== Provided records ==

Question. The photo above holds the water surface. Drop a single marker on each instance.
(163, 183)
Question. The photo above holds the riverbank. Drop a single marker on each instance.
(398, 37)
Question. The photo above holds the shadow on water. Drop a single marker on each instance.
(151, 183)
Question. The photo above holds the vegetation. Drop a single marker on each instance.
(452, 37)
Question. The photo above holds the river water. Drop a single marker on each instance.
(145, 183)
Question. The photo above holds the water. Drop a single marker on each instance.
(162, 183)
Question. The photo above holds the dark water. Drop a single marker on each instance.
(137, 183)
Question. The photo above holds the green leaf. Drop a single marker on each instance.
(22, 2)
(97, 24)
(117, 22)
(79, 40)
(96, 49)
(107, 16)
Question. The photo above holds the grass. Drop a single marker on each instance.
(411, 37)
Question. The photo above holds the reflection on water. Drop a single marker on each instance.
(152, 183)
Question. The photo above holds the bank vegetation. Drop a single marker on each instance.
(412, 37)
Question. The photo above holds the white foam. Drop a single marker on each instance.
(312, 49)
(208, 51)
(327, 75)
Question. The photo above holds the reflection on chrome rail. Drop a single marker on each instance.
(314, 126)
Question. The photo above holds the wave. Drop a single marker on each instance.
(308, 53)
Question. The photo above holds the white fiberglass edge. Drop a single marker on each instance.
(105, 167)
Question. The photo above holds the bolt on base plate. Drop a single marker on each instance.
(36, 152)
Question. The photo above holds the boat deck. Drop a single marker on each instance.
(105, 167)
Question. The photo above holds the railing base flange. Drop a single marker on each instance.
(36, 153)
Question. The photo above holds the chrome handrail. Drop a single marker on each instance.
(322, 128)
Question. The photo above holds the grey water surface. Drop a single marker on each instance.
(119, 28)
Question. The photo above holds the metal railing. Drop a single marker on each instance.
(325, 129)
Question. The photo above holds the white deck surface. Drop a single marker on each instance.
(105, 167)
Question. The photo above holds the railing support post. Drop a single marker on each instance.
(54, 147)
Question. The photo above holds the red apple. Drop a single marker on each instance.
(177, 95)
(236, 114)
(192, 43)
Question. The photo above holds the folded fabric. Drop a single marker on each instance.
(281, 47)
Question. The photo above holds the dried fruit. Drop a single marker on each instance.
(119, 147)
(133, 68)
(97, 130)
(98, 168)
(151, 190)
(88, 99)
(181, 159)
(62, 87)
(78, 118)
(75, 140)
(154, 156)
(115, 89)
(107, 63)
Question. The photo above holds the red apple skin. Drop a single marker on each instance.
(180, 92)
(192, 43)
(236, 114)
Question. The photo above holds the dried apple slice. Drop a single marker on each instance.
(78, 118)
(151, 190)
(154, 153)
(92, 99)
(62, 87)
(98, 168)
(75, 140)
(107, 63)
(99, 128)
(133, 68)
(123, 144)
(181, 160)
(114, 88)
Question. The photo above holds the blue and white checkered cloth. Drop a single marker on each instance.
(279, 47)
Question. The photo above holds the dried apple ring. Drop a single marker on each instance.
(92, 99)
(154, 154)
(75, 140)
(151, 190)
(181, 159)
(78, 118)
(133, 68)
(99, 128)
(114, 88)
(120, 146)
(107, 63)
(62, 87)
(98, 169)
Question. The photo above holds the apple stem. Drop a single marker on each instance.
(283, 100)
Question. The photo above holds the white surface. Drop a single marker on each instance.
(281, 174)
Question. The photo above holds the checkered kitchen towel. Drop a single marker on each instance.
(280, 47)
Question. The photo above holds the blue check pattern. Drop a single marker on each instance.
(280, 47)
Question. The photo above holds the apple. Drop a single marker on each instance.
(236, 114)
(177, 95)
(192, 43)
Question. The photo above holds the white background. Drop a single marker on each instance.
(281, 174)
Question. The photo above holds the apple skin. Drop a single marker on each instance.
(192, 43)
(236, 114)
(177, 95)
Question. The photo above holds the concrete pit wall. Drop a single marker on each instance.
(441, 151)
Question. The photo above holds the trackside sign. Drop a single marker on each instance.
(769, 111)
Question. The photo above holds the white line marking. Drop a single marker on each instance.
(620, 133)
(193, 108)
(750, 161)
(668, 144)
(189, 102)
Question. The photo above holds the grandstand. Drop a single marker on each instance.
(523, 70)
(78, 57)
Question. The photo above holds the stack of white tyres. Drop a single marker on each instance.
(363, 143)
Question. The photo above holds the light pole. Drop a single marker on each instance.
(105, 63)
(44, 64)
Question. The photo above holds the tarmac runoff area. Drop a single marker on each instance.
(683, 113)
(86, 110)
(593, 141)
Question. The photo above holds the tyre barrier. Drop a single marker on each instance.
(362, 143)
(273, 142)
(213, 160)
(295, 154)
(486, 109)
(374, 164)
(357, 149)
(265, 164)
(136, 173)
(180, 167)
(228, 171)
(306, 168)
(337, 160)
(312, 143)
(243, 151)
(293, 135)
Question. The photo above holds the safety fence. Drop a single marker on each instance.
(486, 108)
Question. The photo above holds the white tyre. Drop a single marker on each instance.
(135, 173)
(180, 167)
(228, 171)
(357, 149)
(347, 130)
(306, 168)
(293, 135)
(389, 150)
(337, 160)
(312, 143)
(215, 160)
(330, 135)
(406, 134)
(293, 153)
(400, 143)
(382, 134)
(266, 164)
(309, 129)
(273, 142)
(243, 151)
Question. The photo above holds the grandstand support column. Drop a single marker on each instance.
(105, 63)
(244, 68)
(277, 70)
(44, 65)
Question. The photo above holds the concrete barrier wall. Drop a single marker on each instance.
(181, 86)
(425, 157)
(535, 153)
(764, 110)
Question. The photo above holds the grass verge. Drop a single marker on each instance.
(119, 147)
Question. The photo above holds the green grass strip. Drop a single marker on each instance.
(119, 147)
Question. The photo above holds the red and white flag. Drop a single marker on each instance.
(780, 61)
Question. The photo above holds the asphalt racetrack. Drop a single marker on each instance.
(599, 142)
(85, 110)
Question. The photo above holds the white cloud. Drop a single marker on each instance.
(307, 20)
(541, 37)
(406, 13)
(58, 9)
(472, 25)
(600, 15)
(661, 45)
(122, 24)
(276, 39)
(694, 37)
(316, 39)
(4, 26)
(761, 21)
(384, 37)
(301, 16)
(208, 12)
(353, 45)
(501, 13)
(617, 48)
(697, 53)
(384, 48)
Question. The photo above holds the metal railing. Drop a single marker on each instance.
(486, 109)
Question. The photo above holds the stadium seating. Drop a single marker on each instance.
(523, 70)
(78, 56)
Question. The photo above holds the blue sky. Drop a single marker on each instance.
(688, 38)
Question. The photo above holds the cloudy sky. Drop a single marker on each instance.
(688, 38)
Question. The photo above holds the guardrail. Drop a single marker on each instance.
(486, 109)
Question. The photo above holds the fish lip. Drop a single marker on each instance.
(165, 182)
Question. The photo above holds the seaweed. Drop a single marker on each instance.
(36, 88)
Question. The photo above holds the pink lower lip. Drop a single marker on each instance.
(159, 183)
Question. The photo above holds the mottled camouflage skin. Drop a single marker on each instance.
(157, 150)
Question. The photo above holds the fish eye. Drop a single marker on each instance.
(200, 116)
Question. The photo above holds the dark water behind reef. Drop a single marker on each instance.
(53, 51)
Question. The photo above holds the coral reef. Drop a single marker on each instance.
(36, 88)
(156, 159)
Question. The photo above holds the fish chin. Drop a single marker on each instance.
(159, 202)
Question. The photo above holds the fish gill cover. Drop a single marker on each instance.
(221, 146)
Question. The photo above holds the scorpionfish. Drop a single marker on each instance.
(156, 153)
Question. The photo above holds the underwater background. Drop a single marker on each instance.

===

All of the entries above must be quoted exactly.

Question. The photo above holds the water surface. Drop a single marker on each instance.
(163, 183)
Question. The photo above holds the riverbank. Drop a single marker on each instance.
(398, 37)
Question. The photo above holds the shadow on water. Drop a single marker on each instance.
(151, 183)
Question. The photo above holds the vegetation. Drop a single marker on each instance.
(452, 37)
Question. The photo above holds the river water. Drop a single marker on each instance.
(145, 183)
Question. The photo above holds the water. Drop a single marker on each instance.
(162, 183)
Question. The photo above holds the dark water. Drop a single marker on each instance.
(137, 183)
Question. The photo above holds the green leaf. Drop a single marker on each instance.
(22, 2)
(97, 24)
(117, 22)
(79, 40)
(96, 49)
(107, 16)
Question. The photo above holds the grass. Drop a single marker on each instance.
(411, 37)
Question. The photo above holds the reflection on water. Drop a single marker on each instance.
(152, 183)
Question. The photo above holds the bank vegetation. Drop a single marker on each instance.
(412, 37)
Question. The photo above holds the white foam. Drop a single marker on each instance.
(312, 49)
(208, 51)
(327, 75)
Question. The photo above holds the reflection on chrome rail. Drop a single marker on each instance.
(314, 126)
Question. The photo above holds the wave. Drop a single marker on each instance.
(308, 53)
Question. The photo above holds the white fiberglass edge. Drop a single marker on each instance.
(105, 167)
Question. The photo above holds the bolt on base plate. Drop a single marker on each instance.
(36, 152)
Question. The photo above holds the boat deck. Drop a single marker on each instance.
(105, 167)
Question. The photo above holds the railing base flange. Drop a single marker on each instance.
(36, 153)
Question. The photo above holds the chrome handrail. Drop a single marker on each instance.
(322, 128)
Question. The photo above holds the grey water surface. Drop a single marker on each instance.
(119, 28)
Question. The photo above holds the metal railing. Drop a single marker on each instance.
(325, 129)
Question. The photo above holds the white deck surface. Drop a single marker on each instance.
(105, 167)
Question. The photo above holds the railing support post. Drop a single marker on each instance.
(54, 147)
Question. The photo above holds the red apple. Drop a single marker on each instance.
(177, 95)
(236, 114)
(192, 43)
Question. The photo above holds the folded fabric. Drop a single marker on each instance.
(281, 47)
Question. The photo above holds the dried fruit. Drop a single marker on each instance.
(119, 147)
(133, 68)
(97, 130)
(98, 168)
(151, 190)
(88, 99)
(181, 159)
(62, 87)
(78, 118)
(75, 140)
(154, 156)
(115, 89)
(107, 63)
Question. The photo above holds the red apple skin. Drop a single marker on each instance.
(180, 92)
(192, 43)
(236, 114)
Question. The photo above holds the dried apple slice. Drop a single marker on each instance.
(78, 118)
(151, 190)
(154, 153)
(92, 99)
(62, 87)
(98, 168)
(75, 140)
(107, 63)
(99, 128)
(133, 68)
(123, 144)
(181, 160)
(114, 88)
Question. The photo above holds the blue and white checkered cloth. Drop a single marker on each instance.
(279, 47)
Question. The photo above holds the dried apple ring. Drop a single marker on each instance.
(92, 99)
(154, 154)
(75, 140)
(151, 190)
(181, 159)
(78, 118)
(133, 68)
(99, 128)
(114, 88)
(120, 146)
(107, 63)
(62, 87)
(98, 169)
Question. The photo above holds the apple stem. Drop a single marker on each instance.
(283, 100)
Question. The photo above holds the white surface. Drop a single marker on each instance.
(281, 174)
Question. The photo above holds the checkered kitchen towel. Drop a single marker on each instance.
(280, 47)
Question. The photo above holds the blue check pattern. Drop a single marker on each instance.
(280, 47)
Question. The photo above holds the apple. Drop a single marker on each instance.
(236, 114)
(177, 95)
(192, 43)
Question. The photo above holds the white background. Drop a single marker on each instance.
(281, 174)
Question. The photo above holds the apple skin. Drop a single marker on each instance.
(192, 43)
(236, 114)
(177, 95)
Question. The photo above holds the concrete pit wall. Drop a single marker on each instance.
(441, 151)
Question. The photo above holds the trackside sign. Drop a single marker on each instance.
(769, 111)
Question. The photo above holds the white line marking. Drop a single marker on each instance.
(620, 133)
(193, 108)
(750, 161)
(668, 144)
(189, 102)
Question. The photo above holds the grandstand. Drop a single marker on each instance.
(523, 70)
(78, 57)
Question. The photo above holds the stack of white tyres. Drop a single marker on each instance.
(363, 143)
Question. The photo above holds the light pole. Drop a single marker on each instance.
(105, 63)
(44, 64)
Question. The photo above holds the tarmac runoff area. Drop a single marker on each instance.
(683, 113)
(86, 110)
(593, 141)
Question. The photo above holds the tyre barrier. Drop a single marker on each instance.
(362, 143)
(273, 142)
(213, 160)
(295, 154)
(486, 109)
(374, 164)
(357, 149)
(265, 164)
(136, 173)
(180, 167)
(228, 171)
(306, 168)
(337, 160)
(312, 143)
(243, 151)
(293, 135)
Question. The photo above holds the safety fence. Drop a single marker on each instance.
(486, 108)
Question. The photo above holds the white tyre. Drop a single marker on each instance.
(135, 173)
(180, 167)
(228, 171)
(357, 149)
(347, 130)
(306, 168)
(293, 135)
(389, 150)
(337, 160)
(312, 143)
(215, 160)
(330, 135)
(406, 134)
(293, 153)
(400, 143)
(382, 134)
(266, 164)
(309, 129)
(273, 142)
(243, 151)
Question. The photo above holds the grandstand support column. Drop a single marker on each instance.
(105, 63)
(244, 68)
(277, 70)
(44, 65)
Question. The photo above holds the concrete barrier wall. Drop a single marker on each instance.
(181, 86)
(425, 157)
(535, 153)
(764, 110)
Question. The photo above holds the grass verge. Drop a single marker on each instance.
(119, 147)
Question. The photo above holds the green grass strip. Drop a single marker on each instance.
(119, 147)
Question. The photo above holds the red and white flag. Drop a single marker on each instance.
(780, 61)
Question. The photo above holds the asphalt racetrack. Drop a single marker on each instance.
(599, 142)
(85, 110)
Question. The photo above holds the white cloud. Drop a single marker on each instance.
(307, 20)
(541, 37)
(406, 13)
(58, 9)
(472, 25)
(600, 15)
(661, 45)
(122, 24)
(276, 39)
(694, 37)
(316, 39)
(4, 26)
(761, 21)
(384, 37)
(301, 16)
(208, 12)
(353, 45)
(501, 13)
(617, 48)
(697, 53)
(384, 48)
Question. The photo above holds the metal railing. Drop a single marker on each instance.
(486, 109)
Question. The photo above holds the stadium seating. Drop a single marker on each instance.
(523, 70)
(78, 56)
Question. The photo above holds the blue sky. Drop a single marker on each instance.
(688, 38)
Question. The photo above holds the cloudy sky. Drop a single marker on each instance.
(688, 38)
Question. The photo above holds the guardrail. Drop a single marker on each instance.
(486, 109)
Question. The photo above holds the fish lip. Drop a single marker on each instance.
(165, 182)
Question. The photo above holds the seaweed. Drop a single marker on each instance.
(36, 88)
Question. The photo above holds the pink lower lip. Drop a single marker on each instance.
(159, 183)
Question. The photo above holds the mottled camouflage skin. Drop a single marker on each instance.
(157, 150)
Question. The photo above holds the fish eye. Drop a single marker on each instance.
(200, 116)
Question. The photo above holds the dark water behind reef. Drop a single marker on each instance.
(53, 51)
Question. The photo above holds the coral reef. Drop a single marker on each instance.
(36, 88)
(156, 159)
Question. The photo above holds the fish chin. Drop a single marker on each instance.
(159, 202)
Question. The photo above holds the fish gill cover. Drop a single marker on each instance.
(221, 146)
Question. The photo above holds the scorpionfish. Drop a single marker on each instance.
(156, 153)
Question. The photo above holds the underwater background. Drop a single marker on each instance.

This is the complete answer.